For a function \(f : \mathbb{R}\to \mathbb{R}\), define \[\sup f = \left\lbrace f(x) : x\in \mathbb{R} \right\rbrace.\] (That is, \(\sup f\) is the \(\sup\) of the range of \(f\).) Prove that if \(f_1, f_2 : \mathbb{R}\to \mathbb{R}\) are both functions, then \[\sup \left( f_1 + f_2 \right) \leq \sup \left( f_1 \right) + \sup \left( f_2 \right).\] Give an example of functions \(f_1\) and \(f_2\) such that the inequality is strict, i.e. satisfying \[\sup \left( f_1 + f_2 \right) < \sup \left( f_1 \right) + \sup \left( f_2 \right).\] Why doesn’t this contradict the previous exercise?
Hint
Just to be safe, let’s describe the infimum a bit. You can imagine that the infimum is the mirror image of the supremum — whereas the latter is the least upper bound, the infimum of a (bounded) set is the greatest lower bound. More specifically,
Definition 6.
Let \(S\) be a set of real numbers that’s bounded below, and let \(L\) be a lower bound for \(S\). \(L\) is the infimum or greatest lower bound of \(S\) if for every lower bound \(L’\) of \(S\), \(L \geq L’\). This is denoted by \(L = \inf S \).
Really, if you hold up the entire real number line to a mirror, (\sup)’s become (\inf)’s and (\leq )’s become (\geq)’s (and vice-versa). So, it’s hopefully unsurprising to see that our proposition from before becomes:
Proposition 7.
Let \(S\) be a set of real numbers that’s bounded from below, and let \(L\) be a lower bound for \(S\). Then, \(L = \inf S\) if and only if for every \(\epsilon > 0\), there exists an \(x\in S\) such that \(x < L + \epsilon \).
I’ll leave the proof as an exercise. You should probably try to write and prove analogues of the previous exercises using \(\inf\)’s instead of \(\sup\)’s!
Exercise 8.
Let \(S\) be a set of real numbers that’s bounded from both above and from below. Suppose \(0 < \inf S\), and let \(\frac{1}{S} = \left\lbrace \frac{1}{x} : x\in S \right\rbrace\). Show that \[\begin{align*} \inf \frac{1}{S} = \frac{1}{\sup S} && \textrm{and} && \sup \frac{1}{S} = \frac{1}{\inf S}. \end{align*}\]

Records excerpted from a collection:
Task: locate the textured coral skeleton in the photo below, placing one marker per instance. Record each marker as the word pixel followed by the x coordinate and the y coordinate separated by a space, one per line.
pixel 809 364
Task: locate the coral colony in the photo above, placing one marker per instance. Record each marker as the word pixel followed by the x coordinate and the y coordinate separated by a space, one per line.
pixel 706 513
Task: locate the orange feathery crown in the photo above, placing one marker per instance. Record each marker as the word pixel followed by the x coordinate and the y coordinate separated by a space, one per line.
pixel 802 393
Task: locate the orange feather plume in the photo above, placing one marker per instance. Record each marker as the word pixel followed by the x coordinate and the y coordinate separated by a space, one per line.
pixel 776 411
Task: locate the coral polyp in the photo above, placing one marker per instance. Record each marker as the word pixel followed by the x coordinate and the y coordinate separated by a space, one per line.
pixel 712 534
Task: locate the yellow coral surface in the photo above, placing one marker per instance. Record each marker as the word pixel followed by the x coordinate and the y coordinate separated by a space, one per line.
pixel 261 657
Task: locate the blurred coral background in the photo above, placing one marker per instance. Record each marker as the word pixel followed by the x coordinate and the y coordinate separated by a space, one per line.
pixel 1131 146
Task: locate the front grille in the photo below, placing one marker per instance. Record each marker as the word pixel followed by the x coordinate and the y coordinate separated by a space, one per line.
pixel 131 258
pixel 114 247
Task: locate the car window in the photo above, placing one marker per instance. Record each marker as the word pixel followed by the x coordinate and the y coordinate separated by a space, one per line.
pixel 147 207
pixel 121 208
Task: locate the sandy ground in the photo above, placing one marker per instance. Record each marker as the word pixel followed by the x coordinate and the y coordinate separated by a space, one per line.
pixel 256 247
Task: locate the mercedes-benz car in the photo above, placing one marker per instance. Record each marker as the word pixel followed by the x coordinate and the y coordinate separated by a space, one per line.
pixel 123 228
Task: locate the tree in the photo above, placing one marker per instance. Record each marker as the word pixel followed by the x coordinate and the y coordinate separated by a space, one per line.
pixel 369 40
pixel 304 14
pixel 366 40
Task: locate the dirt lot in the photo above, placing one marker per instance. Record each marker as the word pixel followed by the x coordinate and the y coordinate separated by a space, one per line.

=== What is asked ===
**1.** Extract the passage from the notes on suprema and infima, starting with "I’ll leave the" and going on through "Exercise 8.".
**2.** Please render this sentence from the notes on suprema and infima in Spanish: "You can imagine that the infimum is the mirror image of the supremum — whereas the latter is the least upper bound, the infimum of a (bounded) set is the greatest lower bound."

=== Answers to the exercise ===
**1.**
I’ll leave the proof as an exercise. You should probably try to write and prove analogues of the previous exercises using \(\inf\)’s instead of \(\sup\)’s!
Exercise 8.

**2.** Puedes imaginar que el ínfimo es la imagen especular del supremo — mientras que este último es la menor cota superior, el ínfimo de un conjunto (acotado) es la mayor cota inferior.